= Description of the task =
In the records below, find the line containing "to the rubber"; copy exactly that line and all lines after it to the end, and nothing else.

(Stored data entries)
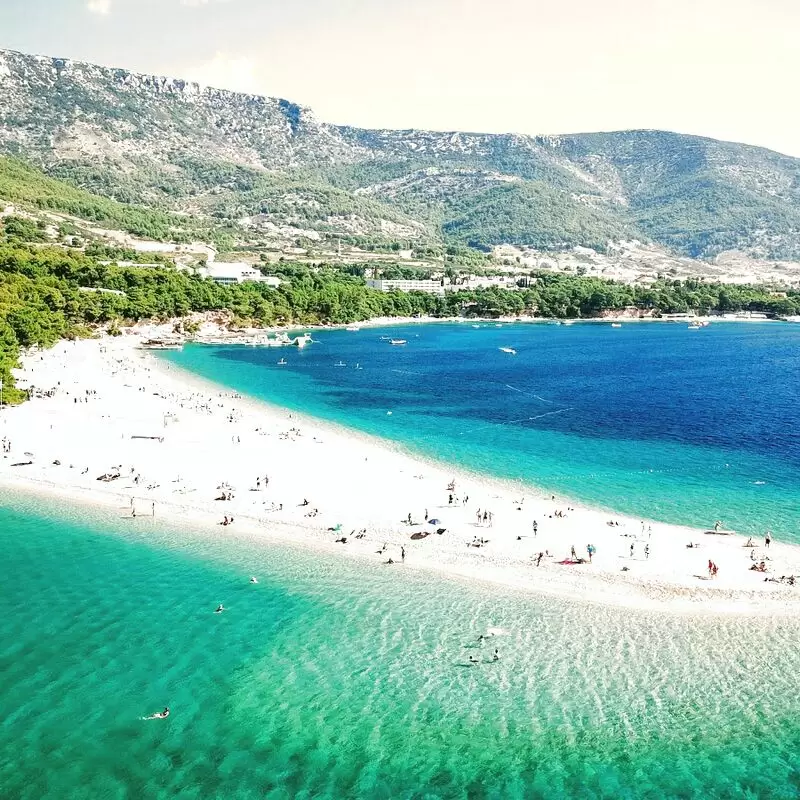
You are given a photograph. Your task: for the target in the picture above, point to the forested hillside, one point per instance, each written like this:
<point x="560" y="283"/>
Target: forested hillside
<point x="179" y="147"/>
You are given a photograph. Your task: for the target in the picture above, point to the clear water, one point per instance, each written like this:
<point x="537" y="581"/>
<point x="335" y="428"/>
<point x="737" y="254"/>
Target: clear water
<point x="335" y="680"/>
<point x="653" y="420"/>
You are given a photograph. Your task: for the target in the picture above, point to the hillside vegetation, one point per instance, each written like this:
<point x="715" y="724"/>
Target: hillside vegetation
<point x="26" y="186"/>
<point x="176" y="146"/>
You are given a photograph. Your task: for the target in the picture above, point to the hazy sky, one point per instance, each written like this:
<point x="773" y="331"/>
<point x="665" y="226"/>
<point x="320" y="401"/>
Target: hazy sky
<point x="722" y="68"/>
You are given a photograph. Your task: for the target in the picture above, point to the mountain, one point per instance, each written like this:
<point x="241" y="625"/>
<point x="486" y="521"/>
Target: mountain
<point x="271" y="166"/>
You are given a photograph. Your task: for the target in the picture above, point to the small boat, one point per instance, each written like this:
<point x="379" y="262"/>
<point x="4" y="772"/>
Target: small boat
<point x="161" y="344"/>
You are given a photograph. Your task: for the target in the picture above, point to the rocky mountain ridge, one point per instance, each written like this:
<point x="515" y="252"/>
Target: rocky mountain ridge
<point x="177" y="145"/>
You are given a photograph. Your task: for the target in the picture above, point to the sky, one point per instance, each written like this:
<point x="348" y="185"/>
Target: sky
<point x="720" y="68"/>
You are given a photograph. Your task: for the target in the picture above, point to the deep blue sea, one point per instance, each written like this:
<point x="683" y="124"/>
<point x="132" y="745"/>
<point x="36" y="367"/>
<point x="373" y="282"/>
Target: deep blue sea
<point x="650" y="419"/>
<point x="331" y="679"/>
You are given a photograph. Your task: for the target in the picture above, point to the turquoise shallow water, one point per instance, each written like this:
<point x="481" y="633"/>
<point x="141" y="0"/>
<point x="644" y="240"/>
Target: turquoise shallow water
<point x="336" y="680"/>
<point x="653" y="420"/>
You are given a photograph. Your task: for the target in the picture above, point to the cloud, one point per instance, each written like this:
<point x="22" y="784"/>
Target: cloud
<point x="237" y="73"/>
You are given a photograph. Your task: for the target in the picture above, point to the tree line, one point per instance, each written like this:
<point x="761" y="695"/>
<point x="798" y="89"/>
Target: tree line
<point x="50" y="293"/>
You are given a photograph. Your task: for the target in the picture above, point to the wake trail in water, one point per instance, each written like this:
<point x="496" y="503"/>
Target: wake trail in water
<point x="526" y="419"/>
<point x="528" y="394"/>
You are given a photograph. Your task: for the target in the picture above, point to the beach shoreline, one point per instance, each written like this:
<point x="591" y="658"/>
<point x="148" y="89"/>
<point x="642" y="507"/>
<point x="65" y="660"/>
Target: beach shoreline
<point x="117" y="406"/>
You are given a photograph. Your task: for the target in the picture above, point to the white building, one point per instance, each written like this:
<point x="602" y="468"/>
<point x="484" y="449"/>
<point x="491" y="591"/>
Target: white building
<point x="238" y="272"/>
<point x="404" y="285"/>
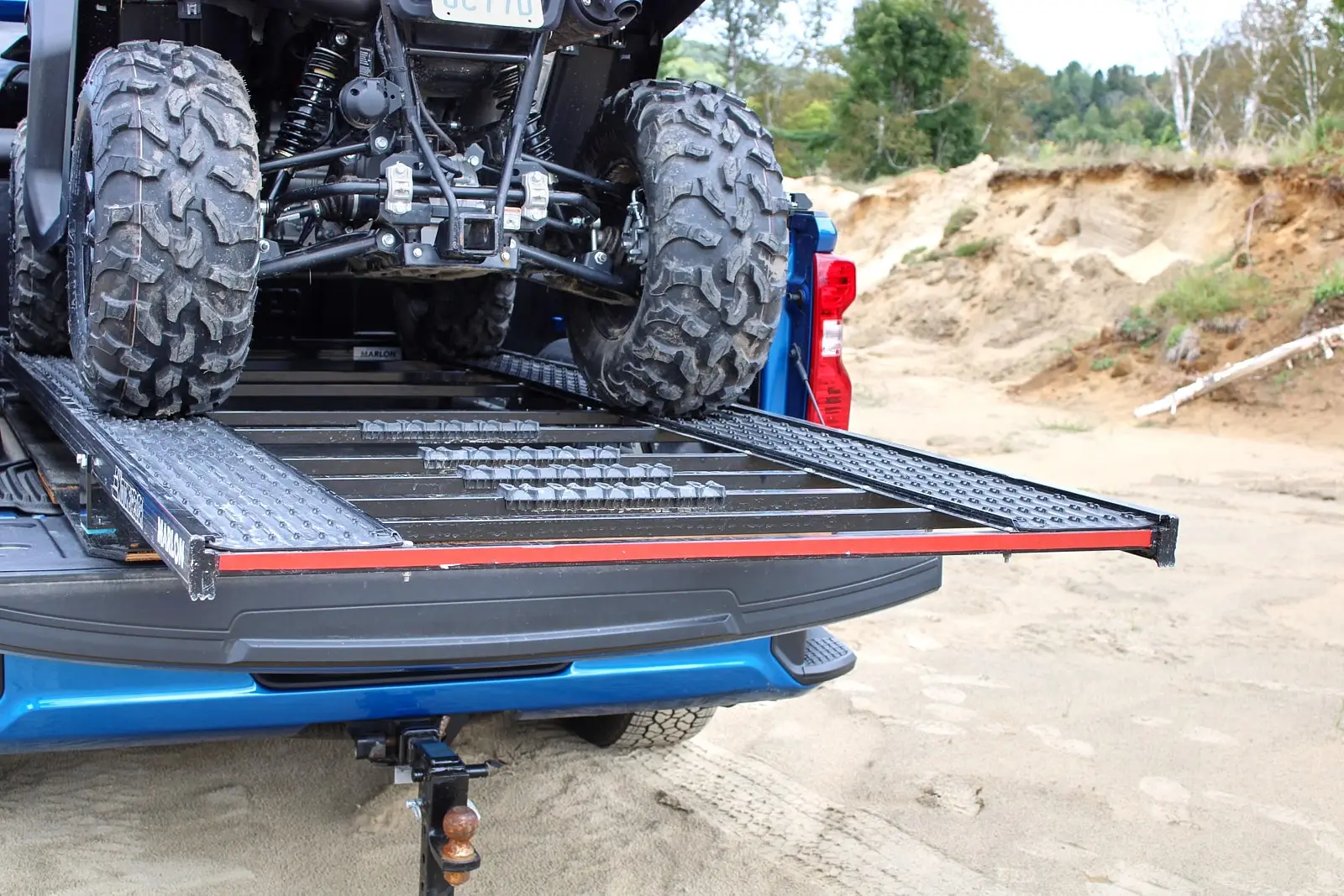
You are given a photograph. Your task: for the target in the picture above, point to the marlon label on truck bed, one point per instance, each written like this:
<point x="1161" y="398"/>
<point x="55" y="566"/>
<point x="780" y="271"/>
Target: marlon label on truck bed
<point x="128" y="497"/>
<point x="170" y="543"/>
<point x="376" y="354"/>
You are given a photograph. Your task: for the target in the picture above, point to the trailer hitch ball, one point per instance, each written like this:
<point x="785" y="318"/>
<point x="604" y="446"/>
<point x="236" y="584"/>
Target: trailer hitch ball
<point x="460" y="825"/>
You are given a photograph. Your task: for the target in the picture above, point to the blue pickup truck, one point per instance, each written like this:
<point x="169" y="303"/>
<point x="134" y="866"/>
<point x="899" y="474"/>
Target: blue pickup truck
<point x="396" y="547"/>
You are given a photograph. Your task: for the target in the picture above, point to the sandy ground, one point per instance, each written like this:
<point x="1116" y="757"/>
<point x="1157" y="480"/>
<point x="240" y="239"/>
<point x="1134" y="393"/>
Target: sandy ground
<point x="1059" y="725"/>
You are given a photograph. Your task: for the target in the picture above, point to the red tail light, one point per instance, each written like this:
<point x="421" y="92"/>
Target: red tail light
<point x="832" y="295"/>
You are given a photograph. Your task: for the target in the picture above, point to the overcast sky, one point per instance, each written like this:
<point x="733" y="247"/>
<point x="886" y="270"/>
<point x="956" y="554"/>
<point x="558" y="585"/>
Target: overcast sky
<point x="1099" y="33"/>
<point x="1054" y="33"/>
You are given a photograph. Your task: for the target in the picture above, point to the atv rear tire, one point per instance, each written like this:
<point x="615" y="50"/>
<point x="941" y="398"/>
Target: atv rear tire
<point x="39" y="311"/>
<point x="459" y="320"/>
<point x="165" y="230"/>
<point x="718" y="242"/>
<point x="642" y="730"/>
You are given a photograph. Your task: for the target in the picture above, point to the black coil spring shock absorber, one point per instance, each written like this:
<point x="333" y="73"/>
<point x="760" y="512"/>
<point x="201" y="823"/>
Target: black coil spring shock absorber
<point x="311" y="109"/>
<point x="537" y="141"/>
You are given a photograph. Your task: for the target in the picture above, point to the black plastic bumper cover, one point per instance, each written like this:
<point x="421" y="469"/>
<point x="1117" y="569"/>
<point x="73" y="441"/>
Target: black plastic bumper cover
<point x="55" y="600"/>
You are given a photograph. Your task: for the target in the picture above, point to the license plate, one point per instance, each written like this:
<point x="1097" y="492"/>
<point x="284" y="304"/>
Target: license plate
<point x="501" y="13"/>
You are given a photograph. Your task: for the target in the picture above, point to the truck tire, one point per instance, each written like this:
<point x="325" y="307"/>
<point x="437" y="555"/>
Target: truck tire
<point x="640" y="730"/>
<point x="165" y="230"/>
<point x="39" y="309"/>
<point x="718" y="244"/>
<point x="457" y="320"/>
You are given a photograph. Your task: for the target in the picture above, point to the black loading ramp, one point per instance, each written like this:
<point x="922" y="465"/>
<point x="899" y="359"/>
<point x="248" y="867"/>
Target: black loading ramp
<point x="381" y="485"/>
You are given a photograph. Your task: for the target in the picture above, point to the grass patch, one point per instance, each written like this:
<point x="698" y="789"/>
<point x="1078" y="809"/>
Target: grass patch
<point x="1139" y="328"/>
<point x="1331" y="286"/>
<point x="958" y="221"/>
<point x="976" y="249"/>
<point x="1209" y="291"/>
<point x="1054" y="426"/>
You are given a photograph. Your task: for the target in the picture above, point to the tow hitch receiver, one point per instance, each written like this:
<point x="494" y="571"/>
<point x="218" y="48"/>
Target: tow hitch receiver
<point x="448" y="819"/>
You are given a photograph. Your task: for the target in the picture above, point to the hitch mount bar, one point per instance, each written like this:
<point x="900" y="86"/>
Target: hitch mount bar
<point x="420" y="752"/>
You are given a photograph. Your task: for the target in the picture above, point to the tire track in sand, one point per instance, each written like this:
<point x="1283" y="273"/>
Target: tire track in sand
<point x="850" y="848"/>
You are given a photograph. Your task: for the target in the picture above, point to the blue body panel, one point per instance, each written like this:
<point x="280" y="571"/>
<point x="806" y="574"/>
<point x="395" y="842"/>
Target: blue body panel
<point x="50" y="705"/>
<point x="783" y="389"/>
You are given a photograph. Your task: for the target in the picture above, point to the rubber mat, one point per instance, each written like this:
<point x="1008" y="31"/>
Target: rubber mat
<point x="22" y="490"/>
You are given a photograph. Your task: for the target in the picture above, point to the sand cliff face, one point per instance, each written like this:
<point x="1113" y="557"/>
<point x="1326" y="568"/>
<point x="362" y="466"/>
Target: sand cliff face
<point x="1025" y="277"/>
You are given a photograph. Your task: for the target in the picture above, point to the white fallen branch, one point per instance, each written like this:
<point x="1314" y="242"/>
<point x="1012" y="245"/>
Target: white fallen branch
<point x="1210" y="382"/>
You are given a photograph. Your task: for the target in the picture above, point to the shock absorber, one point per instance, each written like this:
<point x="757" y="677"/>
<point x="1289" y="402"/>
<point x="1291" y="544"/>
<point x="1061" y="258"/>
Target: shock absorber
<point x="537" y="141"/>
<point x="311" y="109"/>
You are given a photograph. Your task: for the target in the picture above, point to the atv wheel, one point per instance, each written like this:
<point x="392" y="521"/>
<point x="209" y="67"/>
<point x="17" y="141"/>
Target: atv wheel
<point x="456" y="320"/>
<point x="165" y="228"/>
<point x="638" y="730"/>
<point x="39" y="311"/>
<point x="711" y="235"/>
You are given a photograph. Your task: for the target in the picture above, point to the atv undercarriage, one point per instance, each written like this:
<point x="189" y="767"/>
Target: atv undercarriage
<point x="353" y="139"/>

= Your solution =
You are given a photograph. Your task: for the target in the picture above, point to the rubber mat, one point per instance, each written like this:
<point x="1008" y="31"/>
Target: rubber mat
<point x="22" y="490"/>
You are given a photograph. Your task: for the target in the picture above, point to the sand cliff face, one point per instance, each written like this:
<point x="1113" y="557"/>
<point x="1326" y="568"/>
<point x="362" y="466"/>
Target: sand cliff face
<point x="1025" y="277"/>
You are given a photograph. Your task: for the target in the picture above, point to the white fallen branch, one point per instance, each written like this:
<point x="1314" y="242"/>
<point x="1012" y="245"/>
Target: white fallen branch
<point x="1210" y="382"/>
You are given a photograph. Your task: for the target in the picture above, point to the shock absorber, one point per instance, each written like this:
<point x="757" y="677"/>
<point x="1289" y="402"/>
<point x="1291" y="544"/>
<point x="1061" y="258"/>
Target: shock absorber
<point x="537" y="141"/>
<point x="311" y="109"/>
You are given a photograph. Your task: for the target in the picture above, point to the atv wheel, one point per instance, each written like this:
<point x="392" y="521"/>
<point x="209" y="67"/>
<point x="17" y="141"/>
Target: atv wheel
<point x="456" y="320"/>
<point x="165" y="228"/>
<point x="638" y="730"/>
<point x="39" y="311"/>
<point x="711" y="235"/>
You are given a photograph. Your task: for the target in the picture above, point to the atv undercarriage, one point per instance, each written like this:
<point x="189" y="767"/>
Target: atv undercarriage
<point x="353" y="139"/>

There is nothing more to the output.